> _Direction_: Below is a block of records; return all of them exactly, but without the images.

> _Named-object pointing records_:
·····

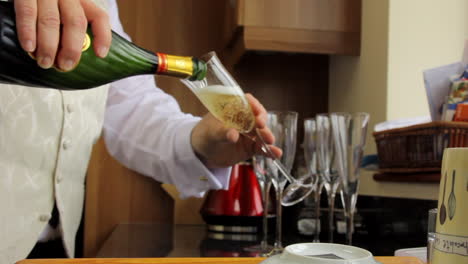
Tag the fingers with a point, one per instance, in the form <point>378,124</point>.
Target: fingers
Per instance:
<point>73,33</point>
<point>232,135</point>
<point>100,25</point>
<point>266,135</point>
<point>277,152</point>
<point>26,17</point>
<point>48,32</point>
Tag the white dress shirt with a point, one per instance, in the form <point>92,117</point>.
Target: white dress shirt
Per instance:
<point>146,131</point>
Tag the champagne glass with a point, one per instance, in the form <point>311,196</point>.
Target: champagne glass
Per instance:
<point>326,166</point>
<point>349,137</point>
<point>224,98</point>
<point>283,125</point>
<point>310,146</point>
<point>260,168</point>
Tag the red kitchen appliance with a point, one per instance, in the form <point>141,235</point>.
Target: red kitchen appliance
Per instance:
<point>238,209</point>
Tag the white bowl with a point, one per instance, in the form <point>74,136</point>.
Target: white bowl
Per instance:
<point>309,253</point>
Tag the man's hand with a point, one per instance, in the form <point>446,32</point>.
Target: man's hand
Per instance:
<point>55,30</point>
<point>218,146</point>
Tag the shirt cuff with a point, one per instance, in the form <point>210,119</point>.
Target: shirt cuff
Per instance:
<point>202,178</point>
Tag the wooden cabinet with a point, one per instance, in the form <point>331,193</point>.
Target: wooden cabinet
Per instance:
<point>310,26</point>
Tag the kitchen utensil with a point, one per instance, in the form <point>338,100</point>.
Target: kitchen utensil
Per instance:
<point>322,253</point>
<point>452,202</point>
<point>443,210</point>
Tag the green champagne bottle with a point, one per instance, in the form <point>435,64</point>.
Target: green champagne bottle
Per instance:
<point>124,59</point>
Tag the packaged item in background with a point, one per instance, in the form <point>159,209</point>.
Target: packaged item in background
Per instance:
<point>461,114</point>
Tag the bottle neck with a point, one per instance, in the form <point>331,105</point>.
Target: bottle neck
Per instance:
<point>180,66</point>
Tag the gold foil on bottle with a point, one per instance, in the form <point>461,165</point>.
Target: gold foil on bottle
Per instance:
<point>86,45</point>
<point>180,66</point>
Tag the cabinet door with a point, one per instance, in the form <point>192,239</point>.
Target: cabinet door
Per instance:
<point>315,26</point>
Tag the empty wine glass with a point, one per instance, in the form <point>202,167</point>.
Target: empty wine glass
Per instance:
<point>310,146</point>
<point>326,166</point>
<point>283,125</point>
<point>224,98</point>
<point>260,168</point>
<point>349,137</point>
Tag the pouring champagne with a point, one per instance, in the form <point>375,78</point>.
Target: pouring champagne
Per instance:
<point>224,98</point>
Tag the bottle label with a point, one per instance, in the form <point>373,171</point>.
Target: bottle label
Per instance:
<point>175,65</point>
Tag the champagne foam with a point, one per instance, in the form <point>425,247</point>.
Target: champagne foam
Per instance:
<point>221,89</point>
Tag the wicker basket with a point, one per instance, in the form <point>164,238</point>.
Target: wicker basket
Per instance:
<point>418,148</point>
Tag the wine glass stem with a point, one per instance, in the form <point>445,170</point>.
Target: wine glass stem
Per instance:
<point>349,227</point>
<point>279,209</point>
<point>318,191</point>
<point>266,150</point>
<point>331,213</point>
<point>266,198</point>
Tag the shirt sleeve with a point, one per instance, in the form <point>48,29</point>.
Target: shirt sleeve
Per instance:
<point>145,129</point>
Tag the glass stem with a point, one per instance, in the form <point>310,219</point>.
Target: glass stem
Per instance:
<point>349,227</point>
<point>331,210</point>
<point>266,198</point>
<point>279,194</point>
<point>266,150</point>
<point>318,191</point>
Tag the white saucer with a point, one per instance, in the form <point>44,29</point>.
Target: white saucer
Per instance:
<point>322,253</point>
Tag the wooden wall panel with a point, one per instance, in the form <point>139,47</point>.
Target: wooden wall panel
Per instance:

·····

> _Solved exercise_:
Tag the fingers with a point, one per instance, in the form <point>378,124</point>.
Target: fingers
Per instance:
<point>73,33</point>
<point>232,135</point>
<point>100,25</point>
<point>266,135</point>
<point>277,152</point>
<point>26,17</point>
<point>48,32</point>
Tag the white dress shirt with a point, one per instance, in the form <point>92,117</point>.
Target: white dress shirt
Per instance:
<point>146,131</point>
Tag the champagne glass with a point, one per instance, in the form <point>311,196</point>.
Target: champagne glass
Per instance:
<point>326,166</point>
<point>349,137</point>
<point>224,98</point>
<point>283,125</point>
<point>310,146</point>
<point>260,168</point>
Tag the red kitchen appliance with a point, one per instance, in the form <point>141,235</point>.
Target: red kitchen appliance
Per instance:
<point>238,209</point>
Tag the white bowl with a point, one per instance, in the form <point>74,136</point>.
Target: white bowl
Per instance:
<point>309,253</point>
Tag the man's hand with a point, one per instance, in the form <point>446,32</point>.
Target: man's hand
Per instance:
<point>55,30</point>
<point>218,146</point>
Tag the shirt cuff with a point, one per instance, in the form <point>210,119</point>.
Target: shirt cuff
Per instance:
<point>202,178</point>
Tag the wooden cabinet with a point, one per instance, in the form <point>331,193</point>.
Target: wooden cabinet
Per instance:
<point>310,26</point>
Tag the kitchen utensil with a point, one per instance, in the form <point>338,100</point>.
Target: kitchen utensil
Per instance:
<point>322,253</point>
<point>452,202</point>
<point>443,210</point>
Tag the green champagne bottle with a point, one per instance, in the form <point>435,64</point>.
Target: green champagne bottle
Per instance:
<point>124,59</point>
Tag the packaged item in background with a point, one per instance, in the form <point>159,209</point>.
Target: packaged item in background
Per instance:
<point>461,114</point>
Tag the bottle neck with a point, one per instance, in the form <point>331,105</point>.
Target: bottle neck
Per instance:
<point>180,66</point>
Tag the gold foil on bottle with a point, one per instance, in the form <point>461,165</point>.
Target: gold foil on bottle
Per instance:
<point>86,45</point>
<point>180,66</point>
Tag the cabinet door with a point, one per instance, in the form <point>192,239</point>.
Target: cabinet door
Per instance:
<point>315,26</point>
Tag the empty wine glass with a point, one per instance, in the form <point>202,167</point>.
Target: empty wine glass
Per instance:
<point>310,146</point>
<point>326,166</point>
<point>283,125</point>
<point>224,98</point>
<point>260,168</point>
<point>349,137</point>
Tag the pouring champagne with a point, one per instance, in the form <point>375,78</point>.
Target: pouring champagne
Per instance:
<point>224,98</point>
Tag the bottle label with a point, one per instance, in the form <point>373,171</point>.
Target: bottle label
Per instance:
<point>175,65</point>
Tag the champagne foam with a point, one per instance, in the form <point>425,247</point>.
Target: champagne foam
Per instance:
<point>221,89</point>
Tag the wicker basket with a point, one per instance, in the form <point>164,238</point>.
Target: wicker basket
Per instance:
<point>418,148</point>
Tag the wine glass stem with a point, one per instance, in the form <point>445,170</point>.
Target: wine glass stem
Per instance:
<point>349,227</point>
<point>279,209</point>
<point>318,191</point>
<point>266,150</point>
<point>331,213</point>
<point>266,198</point>
Tag the shirt sleeve with a point, one per instance, in the form <point>48,29</point>.
Target: shirt sleeve
Per instance:
<point>145,129</point>
Tag the glass stem with a point, one per instance, in the form <point>310,219</point>.
Target: glass stem
Per instance:
<point>349,227</point>
<point>331,210</point>
<point>266,198</point>
<point>279,194</point>
<point>266,150</point>
<point>318,191</point>
Tag the white saucer with a point, one per instance, in the form <point>44,29</point>.
Target: white saucer
Per instance:
<point>322,253</point>
Tag the wooden wall panel with a point, one per instance, in the form <point>139,47</point>.
Target: wooden wall panel
Per instance:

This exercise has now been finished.